WEST GLACIER, Mont. – The Obamas are not the only ones with presidential connections to hit national parks this summer.
Seventy-five years after President Franklin Delano Roosevelt traveled on the newly built Going-to-the-Sun Road in Glacier National Park, his great-granddaughter re-created the journey.
Kate Roosevelt of Seattle said the trip allowed her to imagine how things were in 1934.
“It’s really fun to think of them doing this, just like we are,” Kate Roosevelt said. She even unpacked a picnic lunch at the top of Logan Pass, as the president had done.
Both made the trip in Cadillac touring cars.
Kate Roosevelt worked at Glacier 20 years ago.
After the 52-mile trip, FDR delivered a national radio address from Two Medicine Chalet in which he said: “Today, for the first time in my life, I have seen Glacier National Park. Perhaps I can best express to you my thrill and delight by saying that I wish every American, old and young, could have been with me today.”
He added that he hoped “that each and every one of you, who can possibly find the means and opportunity for so doing, will visit our national parks and use them as they are intended to be used.”
Glacier National Park, in northwestern Montana, became the nation’s 10th national park in 1910 and is celebrating its centennial next year.
FDR remains the only sitting president to visit Glacier.

# Dataset extract
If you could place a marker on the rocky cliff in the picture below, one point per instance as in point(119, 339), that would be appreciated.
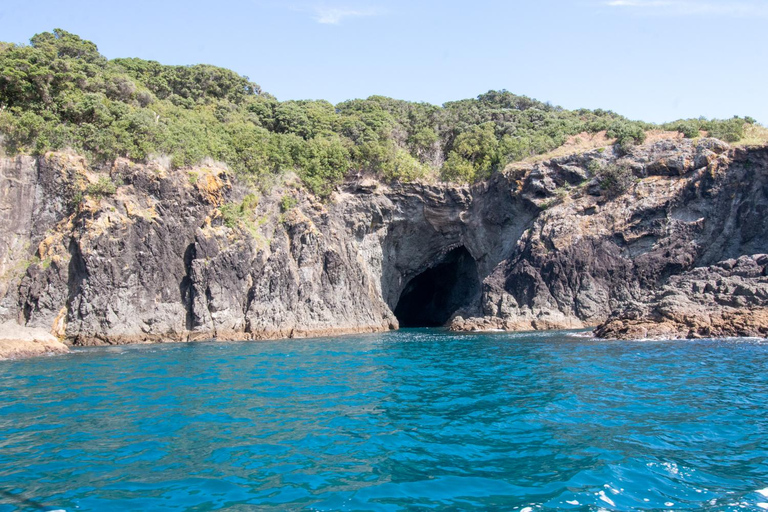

# Task set
A: Translate this sentence from the Glacier park article into Spanish: "FDR remains the only sitting president to visit Glacier."
B: Answer these questions using the Glacier park article:
(i) What city is Kate Roosevelt from?
(ii) How many miles long was FDR's trip?
(iii) In what year did Glacier become a national park?
C: From the Glacier park article, output the passage that starts at the words "Seventy-five years after" and ends after "were in 1934.".

# Answers for the tasks
A: FDR sigue siendo el único presidente en ejercicio que ha visitado Glacier.

B:
(i) Seattle
(ii) 52 miles
(iii) 1910

C:
Seventy-five years after President Franklin Delano Roosevelt traveled on the newly built Going-to-the-Sun Road in Glacier National Park, his great-granddaughter re-created the journey.
Kate Roosevelt of Seattle said the trip allowed her to imagine how things were in 1934.